Exercise instructions: Among the entries below, please repeat exactly and only the lines from the line containing "Target: grass" to the line containing "the flame in the photo above.", both lines included.

Available data Start Marker

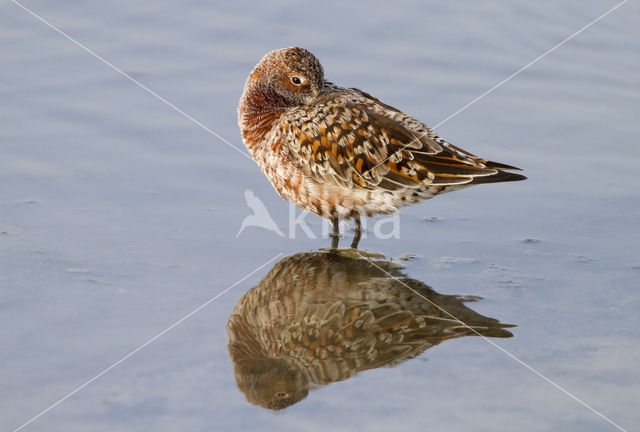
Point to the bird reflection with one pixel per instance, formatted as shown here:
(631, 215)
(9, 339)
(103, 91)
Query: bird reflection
(321, 317)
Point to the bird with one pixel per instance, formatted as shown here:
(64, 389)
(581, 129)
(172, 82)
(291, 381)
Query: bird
(321, 317)
(260, 217)
(341, 153)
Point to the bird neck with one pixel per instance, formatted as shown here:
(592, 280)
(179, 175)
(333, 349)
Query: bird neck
(258, 111)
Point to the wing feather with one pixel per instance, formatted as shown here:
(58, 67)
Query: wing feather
(353, 140)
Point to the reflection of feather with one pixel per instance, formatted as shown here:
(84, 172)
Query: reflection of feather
(260, 217)
(317, 318)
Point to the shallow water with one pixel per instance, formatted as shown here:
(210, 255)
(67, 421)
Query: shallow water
(119, 216)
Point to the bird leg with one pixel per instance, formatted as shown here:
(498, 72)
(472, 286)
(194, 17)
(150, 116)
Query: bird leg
(335, 234)
(358, 234)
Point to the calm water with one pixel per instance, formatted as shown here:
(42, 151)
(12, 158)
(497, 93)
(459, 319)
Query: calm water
(118, 216)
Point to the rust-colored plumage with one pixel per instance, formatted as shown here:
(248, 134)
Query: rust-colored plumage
(318, 318)
(340, 152)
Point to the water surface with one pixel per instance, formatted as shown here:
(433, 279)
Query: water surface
(118, 215)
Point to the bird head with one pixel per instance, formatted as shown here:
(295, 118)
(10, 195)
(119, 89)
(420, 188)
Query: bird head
(285, 78)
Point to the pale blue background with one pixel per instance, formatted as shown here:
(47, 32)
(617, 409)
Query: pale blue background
(118, 216)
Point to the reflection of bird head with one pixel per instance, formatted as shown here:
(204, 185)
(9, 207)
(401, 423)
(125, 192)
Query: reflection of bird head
(271, 383)
(318, 318)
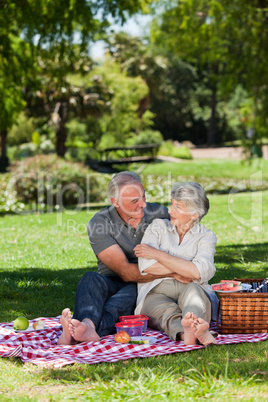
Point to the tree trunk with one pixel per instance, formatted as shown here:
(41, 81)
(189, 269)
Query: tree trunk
(4, 161)
(61, 137)
(212, 123)
(61, 134)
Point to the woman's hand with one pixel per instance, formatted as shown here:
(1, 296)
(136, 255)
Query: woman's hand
(145, 251)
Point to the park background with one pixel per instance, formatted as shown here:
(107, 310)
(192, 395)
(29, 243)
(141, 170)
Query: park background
(196, 81)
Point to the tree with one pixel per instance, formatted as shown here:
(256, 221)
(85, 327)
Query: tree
(226, 39)
(39, 24)
(171, 82)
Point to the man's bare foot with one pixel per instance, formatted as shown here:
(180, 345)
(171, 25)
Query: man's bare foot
(65, 320)
(201, 330)
(189, 337)
(83, 331)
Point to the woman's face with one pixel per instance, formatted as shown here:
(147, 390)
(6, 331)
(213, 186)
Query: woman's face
(180, 215)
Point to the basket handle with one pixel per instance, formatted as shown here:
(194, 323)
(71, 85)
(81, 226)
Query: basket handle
(218, 316)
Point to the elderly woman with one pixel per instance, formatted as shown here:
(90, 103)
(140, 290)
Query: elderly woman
(181, 306)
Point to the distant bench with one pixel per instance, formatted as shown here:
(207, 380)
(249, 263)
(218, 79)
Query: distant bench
(136, 153)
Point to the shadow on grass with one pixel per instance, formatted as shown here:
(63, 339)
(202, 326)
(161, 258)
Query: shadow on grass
(37, 292)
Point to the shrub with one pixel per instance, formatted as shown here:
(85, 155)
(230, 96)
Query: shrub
(146, 137)
(50, 180)
(168, 149)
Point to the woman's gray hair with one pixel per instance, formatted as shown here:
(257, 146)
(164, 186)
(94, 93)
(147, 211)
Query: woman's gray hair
(119, 181)
(193, 196)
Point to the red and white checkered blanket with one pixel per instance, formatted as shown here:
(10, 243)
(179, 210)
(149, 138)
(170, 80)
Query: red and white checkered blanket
(40, 347)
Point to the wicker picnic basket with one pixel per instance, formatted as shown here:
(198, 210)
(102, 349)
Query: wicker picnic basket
(243, 313)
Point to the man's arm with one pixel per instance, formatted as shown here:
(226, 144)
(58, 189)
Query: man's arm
(114, 258)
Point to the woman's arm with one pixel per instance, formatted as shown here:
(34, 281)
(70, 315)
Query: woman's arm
(167, 262)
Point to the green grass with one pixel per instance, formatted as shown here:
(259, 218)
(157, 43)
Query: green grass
(42, 258)
(233, 169)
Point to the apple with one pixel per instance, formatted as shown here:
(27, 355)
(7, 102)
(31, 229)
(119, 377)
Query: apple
(21, 323)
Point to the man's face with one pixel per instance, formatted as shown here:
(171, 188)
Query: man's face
(131, 201)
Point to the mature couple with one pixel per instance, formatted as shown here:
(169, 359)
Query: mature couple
(170, 257)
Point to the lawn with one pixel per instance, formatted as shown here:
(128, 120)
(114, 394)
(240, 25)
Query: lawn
(42, 257)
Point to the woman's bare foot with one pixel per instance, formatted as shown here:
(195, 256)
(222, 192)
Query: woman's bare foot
(201, 330)
(189, 337)
(83, 331)
(65, 320)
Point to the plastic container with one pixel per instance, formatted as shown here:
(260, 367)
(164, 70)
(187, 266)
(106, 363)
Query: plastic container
(132, 327)
(141, 317)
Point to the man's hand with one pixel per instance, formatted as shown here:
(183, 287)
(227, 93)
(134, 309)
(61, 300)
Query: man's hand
(182, 279)
(114, 258)
(145, 251)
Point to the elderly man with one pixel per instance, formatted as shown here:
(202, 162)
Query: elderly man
(113, 233)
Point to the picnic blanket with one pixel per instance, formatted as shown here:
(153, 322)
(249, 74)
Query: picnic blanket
(40, 347)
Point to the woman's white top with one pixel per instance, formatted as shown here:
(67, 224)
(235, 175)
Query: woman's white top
(197, 246)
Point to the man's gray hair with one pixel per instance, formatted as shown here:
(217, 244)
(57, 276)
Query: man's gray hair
(193, 196)
(119, 181)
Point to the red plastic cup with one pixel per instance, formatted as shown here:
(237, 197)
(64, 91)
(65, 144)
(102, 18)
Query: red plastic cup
(132, 327)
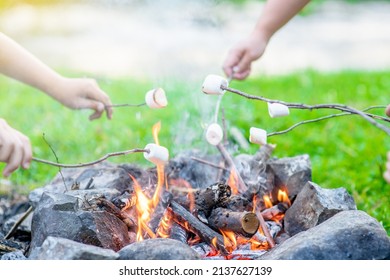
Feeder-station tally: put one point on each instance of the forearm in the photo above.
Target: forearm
(275, 14)
(19, 64)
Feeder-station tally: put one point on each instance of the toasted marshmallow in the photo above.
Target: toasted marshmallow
(158, 155)
(278, 110)
(257, 136)
(214, 134)
(212, 85)
(156, 98)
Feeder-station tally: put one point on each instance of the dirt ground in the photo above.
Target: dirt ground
(158, 39)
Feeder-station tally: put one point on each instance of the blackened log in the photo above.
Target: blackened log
(243, 223)
(179, 233)
(112, 209)
(207, 199)
(274, 211)
(181, 215)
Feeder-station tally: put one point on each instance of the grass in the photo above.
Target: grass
(345, 152)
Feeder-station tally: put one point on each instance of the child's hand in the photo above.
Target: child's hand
(241, 56)
(82, 94)
(15, 149)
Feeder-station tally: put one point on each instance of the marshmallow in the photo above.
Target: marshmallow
(158, 155)
(278, 110)
(156, 98)
(212, 85)
(258, 136)
(214, 134)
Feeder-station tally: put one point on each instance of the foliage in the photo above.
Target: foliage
(345, 152)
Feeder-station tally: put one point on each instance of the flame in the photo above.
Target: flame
(163, 229)
(267, 201)
(144, 209)
(156, 130)
(229, 240)
(232, 181)
(283, 197)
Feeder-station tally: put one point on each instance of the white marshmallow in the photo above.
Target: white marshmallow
(156, 98)
(214, 134)
(278, 110)
(158, 155)
(212, 85)
(258, 136)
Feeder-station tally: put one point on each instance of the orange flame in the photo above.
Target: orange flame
(232, 181)
(144, 210)
(267, 201)
(283, 197)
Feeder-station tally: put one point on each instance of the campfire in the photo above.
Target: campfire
(195, 206)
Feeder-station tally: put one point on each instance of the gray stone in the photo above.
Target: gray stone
(13, 256)
(290, 172)
(158, 249)
(56, 248)
(109, 180)
(60, 215)
(315, 205)
(348, 235)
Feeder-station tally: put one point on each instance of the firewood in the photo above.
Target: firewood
(208, 235)
(207, 199)
(243, 223)
(274, 211)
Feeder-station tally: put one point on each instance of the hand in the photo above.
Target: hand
(82, 94)
(15, 149)
(238, 61)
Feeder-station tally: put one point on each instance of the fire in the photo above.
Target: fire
(283, 197)
(232, 181)
(267, 201)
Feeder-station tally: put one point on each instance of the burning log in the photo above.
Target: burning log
(112, 209)
(274, 211)
(203, 231)
(243, 223)
(209, 198)
(178, 233)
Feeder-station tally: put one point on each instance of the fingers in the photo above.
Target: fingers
(15, 149)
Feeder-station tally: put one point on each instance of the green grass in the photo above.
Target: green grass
(345, 152)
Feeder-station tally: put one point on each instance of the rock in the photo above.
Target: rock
(348, 235)
(56, 248)
(315, 205)
(12, 256)
(60, 215)
(158, 249)
(290, 172)
(108, 179)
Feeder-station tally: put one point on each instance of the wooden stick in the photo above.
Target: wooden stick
(243, 223)
(122, 153)
(199, 228)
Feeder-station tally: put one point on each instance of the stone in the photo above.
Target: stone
(60, 215)
(348, 235)
(290, 172)
(158, 249)
(56, 248)
(315, 205)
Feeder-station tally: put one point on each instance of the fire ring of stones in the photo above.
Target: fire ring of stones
(264, 208)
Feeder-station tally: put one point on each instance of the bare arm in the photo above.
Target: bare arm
(275, 14)
(19, 64)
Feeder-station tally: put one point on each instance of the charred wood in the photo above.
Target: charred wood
(181, 215)
(243, 223)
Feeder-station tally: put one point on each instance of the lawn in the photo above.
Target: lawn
(345, 152)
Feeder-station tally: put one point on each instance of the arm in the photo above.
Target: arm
(275, 14)
(15, 148)
(19, 64)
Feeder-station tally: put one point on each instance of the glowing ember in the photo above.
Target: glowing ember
(267, 201)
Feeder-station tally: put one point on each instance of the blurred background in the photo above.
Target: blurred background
(332, 52)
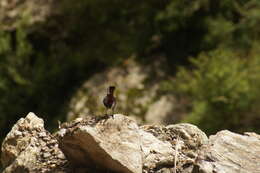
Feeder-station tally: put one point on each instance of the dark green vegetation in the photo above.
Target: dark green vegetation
(212, 49)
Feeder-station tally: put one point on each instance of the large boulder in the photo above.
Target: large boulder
(111, 144)
(230, 152)
(116, 143)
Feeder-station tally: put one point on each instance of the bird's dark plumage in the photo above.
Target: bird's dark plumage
(110, 101)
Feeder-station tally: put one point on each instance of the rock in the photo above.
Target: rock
(186, 141)
(116, 143)
(230, 152)
(111, 144)
(28, 147)
(156, 153)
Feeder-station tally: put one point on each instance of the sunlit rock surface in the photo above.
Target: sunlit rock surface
(116, 143)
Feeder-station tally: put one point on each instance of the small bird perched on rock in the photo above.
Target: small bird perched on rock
(110, 101)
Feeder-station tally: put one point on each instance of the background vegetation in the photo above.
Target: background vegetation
(212, 50)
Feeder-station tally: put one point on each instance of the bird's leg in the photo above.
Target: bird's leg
(105, 113)
(113, 108)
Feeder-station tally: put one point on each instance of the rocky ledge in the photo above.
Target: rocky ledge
(116, 143)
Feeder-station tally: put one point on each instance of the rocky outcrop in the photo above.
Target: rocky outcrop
(230, 152)
(117, 144)
(30, 148)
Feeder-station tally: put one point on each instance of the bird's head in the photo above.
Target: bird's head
(111, 89)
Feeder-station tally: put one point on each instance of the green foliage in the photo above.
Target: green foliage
(223, 89)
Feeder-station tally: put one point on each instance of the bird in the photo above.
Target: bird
(109, 100)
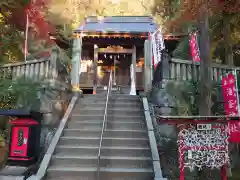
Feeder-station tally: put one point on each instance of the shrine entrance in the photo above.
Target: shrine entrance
(117, 59)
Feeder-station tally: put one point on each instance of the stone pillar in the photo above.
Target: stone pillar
(53, 66)
(160, 97)
(76, 59)
(147, 66)
(133, 72)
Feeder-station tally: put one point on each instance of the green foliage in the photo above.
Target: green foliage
(186, 96)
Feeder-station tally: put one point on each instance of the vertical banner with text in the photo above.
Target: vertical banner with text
(230, 96)
(194, 49)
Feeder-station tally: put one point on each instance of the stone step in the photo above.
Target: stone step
(105, 151)
(105, 161)
(71, 173)
(66, 173)
(120, 133)
(113, 96)
(120, 117)
(114, 125)
(115, 112)
(131, 142)
(71, 140)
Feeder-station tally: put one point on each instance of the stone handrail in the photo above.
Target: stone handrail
(51, 66)
(183, 70)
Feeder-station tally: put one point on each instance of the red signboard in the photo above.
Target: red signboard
(194, 49)
(19, 143)
(231, 105)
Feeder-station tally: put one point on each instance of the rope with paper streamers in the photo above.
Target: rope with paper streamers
(203, 148)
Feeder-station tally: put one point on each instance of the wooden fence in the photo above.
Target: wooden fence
(184, 70)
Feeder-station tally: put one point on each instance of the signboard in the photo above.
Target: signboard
(231, 105)
(83, 67)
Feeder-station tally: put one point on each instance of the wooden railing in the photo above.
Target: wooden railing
(184, 70)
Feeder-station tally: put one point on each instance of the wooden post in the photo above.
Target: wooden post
(224, 172)
(76, 57)
(95, 62)
(205, 64)
(53, 65)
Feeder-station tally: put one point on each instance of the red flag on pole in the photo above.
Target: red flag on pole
(231, 105)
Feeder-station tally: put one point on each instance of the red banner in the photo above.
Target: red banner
(231, 105)
(193, 43)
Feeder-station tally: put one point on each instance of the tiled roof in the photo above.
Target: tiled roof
(121, 24)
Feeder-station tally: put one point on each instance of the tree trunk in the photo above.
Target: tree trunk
(205, 69)
(227, 40)
(205, 64)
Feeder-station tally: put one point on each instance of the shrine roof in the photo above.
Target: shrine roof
(120, 24)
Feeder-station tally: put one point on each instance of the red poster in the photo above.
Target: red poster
(19, 141)
(231, 105)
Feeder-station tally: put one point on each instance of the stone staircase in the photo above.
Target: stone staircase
(125, 152)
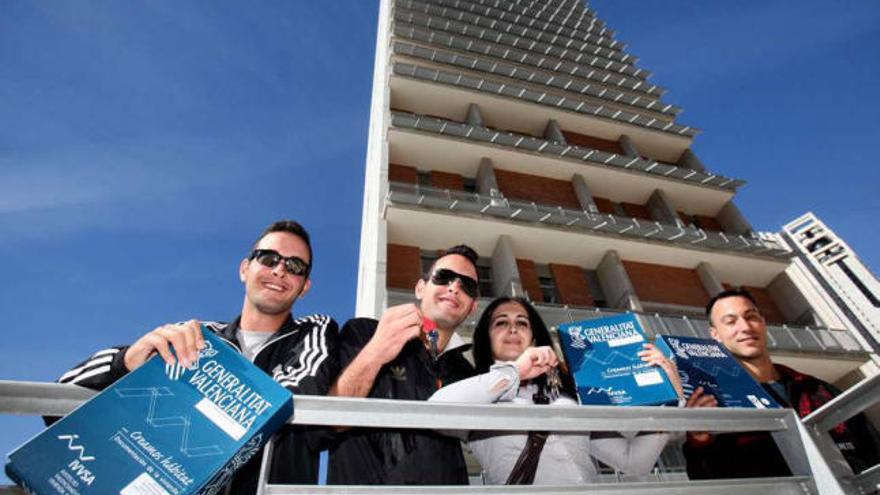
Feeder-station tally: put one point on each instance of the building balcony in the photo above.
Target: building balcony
(507, 40)
(706, 184)
(460, 202)
(463, 12)
(553, 64)
(577, 17)
(824, 352)
(488, 9)
(552, 81)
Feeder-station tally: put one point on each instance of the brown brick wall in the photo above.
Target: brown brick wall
(592, 142)
(404, 266)
(666, 284)
(766, 305)
(529, 279)
(541, 190)
(604, 205)
(571, 284)
(402, 173)
(636, 211)
(445, 180)
(684, 218)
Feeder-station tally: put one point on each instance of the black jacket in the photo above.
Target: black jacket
(400, 457)
(754, 454)
(302, 356)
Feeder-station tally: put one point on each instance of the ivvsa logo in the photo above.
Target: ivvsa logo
(77, 465)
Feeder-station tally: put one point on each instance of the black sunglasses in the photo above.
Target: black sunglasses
(445, 276)
(270, 259)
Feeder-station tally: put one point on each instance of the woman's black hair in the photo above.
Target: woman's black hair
(482, 350)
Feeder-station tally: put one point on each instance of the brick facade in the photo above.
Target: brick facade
(571, 285)
(445, 180)
(528, 277)
(591, 142)
(666, 284)
(541, 190)
(604, 205)
(402, 173)
(404, 266)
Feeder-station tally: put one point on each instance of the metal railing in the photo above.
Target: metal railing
(454, 129)
(557, 216)
(841, 408)
(55, 399)
(813, 458)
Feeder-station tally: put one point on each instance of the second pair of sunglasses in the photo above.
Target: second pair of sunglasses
(445, 276)
(270, 259)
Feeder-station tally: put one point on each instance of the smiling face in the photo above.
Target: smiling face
(739, 326)
(510, 332)
(272, 291)
(447, 305)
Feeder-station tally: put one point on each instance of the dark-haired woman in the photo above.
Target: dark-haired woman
(514, 354)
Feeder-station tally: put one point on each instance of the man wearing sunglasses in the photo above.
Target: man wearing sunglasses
(410, 352)
(300, 354)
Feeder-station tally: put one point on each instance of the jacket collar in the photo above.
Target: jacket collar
(229, 332)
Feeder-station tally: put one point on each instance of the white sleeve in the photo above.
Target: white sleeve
(500, 384)
(631, 454)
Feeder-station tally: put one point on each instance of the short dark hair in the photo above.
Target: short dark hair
(738, 292)
(461, 250)
(482, 350)
(291, 227)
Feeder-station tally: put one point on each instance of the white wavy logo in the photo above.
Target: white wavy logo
(71, 445)
(577, 341)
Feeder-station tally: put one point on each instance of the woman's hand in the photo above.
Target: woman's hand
(653, 356)
(536, 361)
(700, 398)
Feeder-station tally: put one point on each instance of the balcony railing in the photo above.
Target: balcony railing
(514, 41)
(780, 337)
(461, 14)
(811, 455)
(54, 399)
(553, 81)
(552, 149)
(583, 20)
(474, 83)
(579, 220)
(475, 45)
(487, 9)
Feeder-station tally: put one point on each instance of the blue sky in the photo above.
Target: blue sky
(144, 145)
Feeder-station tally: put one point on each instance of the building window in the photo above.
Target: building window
(595, 289)
(547, 284)
(859, 284)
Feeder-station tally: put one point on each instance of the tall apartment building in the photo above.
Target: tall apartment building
(838, 274)
(524, 129)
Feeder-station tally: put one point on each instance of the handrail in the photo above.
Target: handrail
(430, 197)
(36, 398)
(52, 399)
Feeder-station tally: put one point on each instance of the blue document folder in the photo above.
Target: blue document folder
(602, 356)
(160, 430)
(706, 363)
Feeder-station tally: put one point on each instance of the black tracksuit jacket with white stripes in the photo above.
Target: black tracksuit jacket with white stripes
(302, 356)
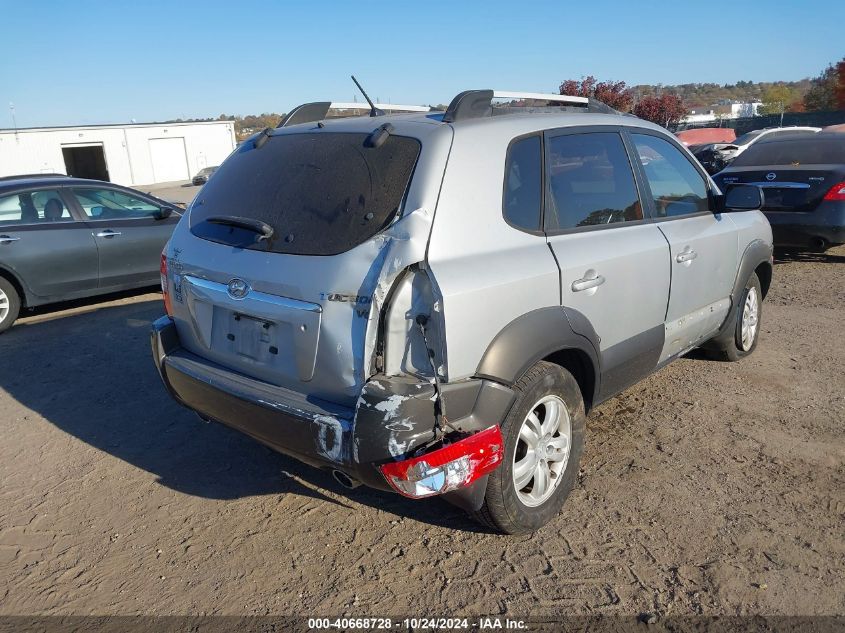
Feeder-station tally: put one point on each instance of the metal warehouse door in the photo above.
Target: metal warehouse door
(169, 160)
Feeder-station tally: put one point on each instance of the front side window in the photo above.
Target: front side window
(590, 181)
(676, 186)
(524, 183)
(33, 207)
(108, 204)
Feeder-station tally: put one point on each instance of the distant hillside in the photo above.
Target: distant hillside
(702, 95)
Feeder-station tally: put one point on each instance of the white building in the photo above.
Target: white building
(133, 155)
(699, 116)
(745, 109)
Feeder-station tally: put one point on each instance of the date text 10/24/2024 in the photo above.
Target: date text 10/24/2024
(318, 624)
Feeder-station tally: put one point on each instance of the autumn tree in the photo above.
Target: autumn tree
(666, 109)
(616, 94)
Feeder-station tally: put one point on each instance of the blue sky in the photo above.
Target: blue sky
(82, 62)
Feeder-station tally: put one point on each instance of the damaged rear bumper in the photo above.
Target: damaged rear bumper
(393, 418)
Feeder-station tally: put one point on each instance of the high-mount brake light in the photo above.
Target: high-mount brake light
(168, 306)
(837, 193)
(448, 468)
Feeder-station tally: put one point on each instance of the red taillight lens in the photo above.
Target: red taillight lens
(168, 307)
(837, 192)
(447, 468)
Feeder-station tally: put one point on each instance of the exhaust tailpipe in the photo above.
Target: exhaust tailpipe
(818, 244)
(345, 480)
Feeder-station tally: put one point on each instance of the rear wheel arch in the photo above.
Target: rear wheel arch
(542, 335)
(756, 258)
(577, 363)
(9, 276)
(764, 274)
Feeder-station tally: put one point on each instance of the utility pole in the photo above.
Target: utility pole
(14, 122)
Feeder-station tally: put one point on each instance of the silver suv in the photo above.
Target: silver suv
(431, 302)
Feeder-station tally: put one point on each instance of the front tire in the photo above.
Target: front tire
(10, 304)
(544, 438)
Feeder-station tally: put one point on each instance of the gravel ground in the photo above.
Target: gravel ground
(709, 488)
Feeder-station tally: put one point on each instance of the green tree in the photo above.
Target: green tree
(822, 93)
(779, 98)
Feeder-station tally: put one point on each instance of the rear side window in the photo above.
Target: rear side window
(322, 193)
(804, 151)
(524, 183)
(33, 207)
(590, 181)
(676, 186)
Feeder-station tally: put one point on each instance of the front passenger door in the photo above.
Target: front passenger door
(45, 246)
(703, 243)
(130, 233)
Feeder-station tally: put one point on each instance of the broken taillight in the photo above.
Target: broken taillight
(447, 468)
(168, 306)
(837, 192)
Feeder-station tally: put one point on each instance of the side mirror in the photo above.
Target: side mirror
(743, 198)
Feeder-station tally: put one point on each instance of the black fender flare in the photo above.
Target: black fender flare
(756, 253)
(534, 336)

Available data End Marker

Answer space:
Target: grass
(345, 152)
Feeder-station tally: put one point on each instance of the child's hand in the photo above.
Target: child's hand
(241, 56)
(82, 94)
(15, 149)
Feeder-station tally: put one point on each instance of the marshmallow in the photo above.
Target: marshmallow
(158, 155)
(278, 110)
(156, 98)
(212, 85)
(258, 136)
(214, 134)
Feeder-station tally: put one point on each instance of the foliage in the photo above.
Target: foliage
(345, 152)
Feeder-station tally: put one point on each instance of the flame in the photo above.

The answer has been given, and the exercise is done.